• Task objective: Copy each line below that contains the string "indicated". Only matches with the same uppercase and lowercase letters count.

• Material for this exercise:

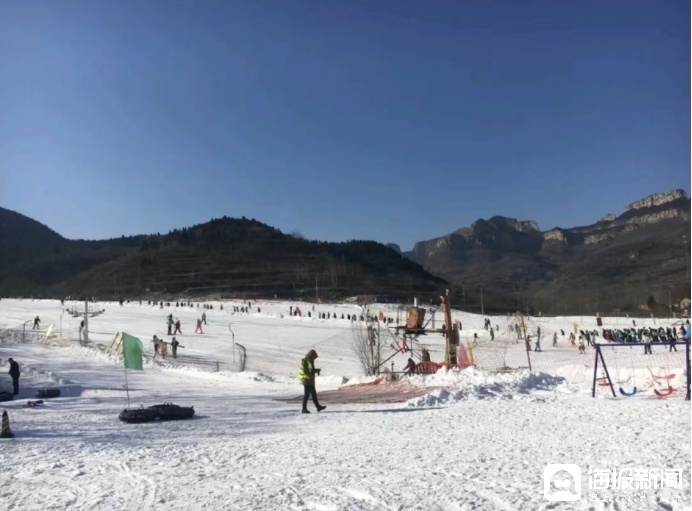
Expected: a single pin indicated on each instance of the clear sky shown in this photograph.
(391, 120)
...
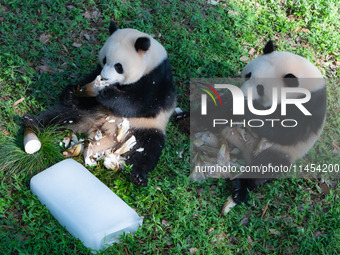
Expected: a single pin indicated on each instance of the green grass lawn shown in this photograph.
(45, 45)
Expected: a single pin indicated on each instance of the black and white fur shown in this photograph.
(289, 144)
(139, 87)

• Written answer:
Expected: a single pin indicated on each instance of the clear sky shown in this photograph.
Expected: a single pin indicated on each instance of the green grass lawn shown in this photograph.
Expected: a single pin indicated on each instance of the black and white fur shown in this photograph.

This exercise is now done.